What to produce:
Even where a line looks wrong, copy it exactly and include every entry.

Entries supplied:
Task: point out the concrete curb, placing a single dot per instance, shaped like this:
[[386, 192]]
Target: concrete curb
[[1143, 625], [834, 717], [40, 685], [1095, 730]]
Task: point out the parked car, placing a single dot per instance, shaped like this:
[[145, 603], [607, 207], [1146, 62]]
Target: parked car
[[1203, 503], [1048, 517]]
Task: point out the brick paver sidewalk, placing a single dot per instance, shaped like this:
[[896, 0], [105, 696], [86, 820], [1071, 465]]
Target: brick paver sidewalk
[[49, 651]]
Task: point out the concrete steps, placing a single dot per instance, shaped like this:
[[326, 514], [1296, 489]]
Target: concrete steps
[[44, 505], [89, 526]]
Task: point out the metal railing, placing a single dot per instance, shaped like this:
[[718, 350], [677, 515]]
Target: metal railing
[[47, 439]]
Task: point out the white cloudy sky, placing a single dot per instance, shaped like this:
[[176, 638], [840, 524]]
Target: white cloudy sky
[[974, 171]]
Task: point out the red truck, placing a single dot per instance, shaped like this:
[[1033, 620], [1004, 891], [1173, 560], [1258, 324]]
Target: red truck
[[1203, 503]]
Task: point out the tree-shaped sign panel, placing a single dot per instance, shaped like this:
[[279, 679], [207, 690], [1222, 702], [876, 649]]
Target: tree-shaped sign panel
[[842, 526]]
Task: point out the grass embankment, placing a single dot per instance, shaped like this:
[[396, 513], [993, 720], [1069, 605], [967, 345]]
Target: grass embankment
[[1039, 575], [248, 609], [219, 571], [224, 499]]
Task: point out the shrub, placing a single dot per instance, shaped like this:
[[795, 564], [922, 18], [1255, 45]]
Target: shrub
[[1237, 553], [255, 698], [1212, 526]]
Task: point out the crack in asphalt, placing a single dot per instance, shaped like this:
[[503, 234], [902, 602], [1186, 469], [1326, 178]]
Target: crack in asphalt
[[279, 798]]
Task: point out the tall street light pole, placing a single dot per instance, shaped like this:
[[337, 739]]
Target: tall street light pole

Response box:
Task: point out the concrete curb, placing a single dot per instance, shaped like this:
[[386, 192]]
Target: concrete curb
[[1143, 625], [834, 717], [40, 685], [1095, 730]]
Task: point out the parked car, placing a single dot per instance, shaped like this:
[[145, 603], [607, 207], [1146, 62]]
Target: parked car
[[1203, 503], [1048, 517]]
Task: point out the brick paver sidewalk, placing a single dot per instance, shaped like this:
[[896, 0], [105, 696], [86, 820], [1071, 465]]
Target: brick paver sidewalk
[[49, 651]]
Task: point out the concrete steps, placing a single dot per instance, shaped like this:
[[326, 514], [1296, 489]]
Target: concrete steps
[[44, 505], [89, 526]]
Task: point out the metal railing, placing a single dot per instance, shaped like this:
[[718, 350], [677, 515]]
Target: metal railing
[[47, 439]]
Task: point out the white cloudy sky, placing a single dot per instance, shaped like this:
[[176, 638], [840, 524]]
Target: white cloudy sky
[[974, 171]]
Task: point out the red truck, placing a single dot per instance, shaped like this:
[[1033, 620], [1004, 891], [1173, 560], [1258, 324]]
Target: red truck
[[1203, 503]]
Task: point out the tree-shaped sign panel, placing a single dot per instance, shaped like this:
[[279, 679], [207, 690], [1222, 702], [876, 649]]
Target: tree-shaped sign panel
[[842, 526]]
Task: point out the grass embankment, placing a single dot per instance, shaped like this:
[[396, 513], [993, 720], [1069, 605], [967, 345]]
Target: grass embankment
[[1039, 575], [248, 609], [219, 571], [224, 499]]
Task: point out the shrub, placing a single dot per instance, shaped like this:
[[795, 564], [922, 18], [1255, 45]]
Target: shrub
[[1237, 553], [255, 698], [1212, 526]]
Task: point out the crack in asphalt, placing a single dot per instance, shaped like this:
[[503, 234], [902, 602], [1186, 469], [1326, 178]]
Target: crack in asphalt
[[279, 798]]
Task: point out the tall street light pole, placing a single dot per instance, shaped like this:
[[337, 739]]
Target: tall street light pole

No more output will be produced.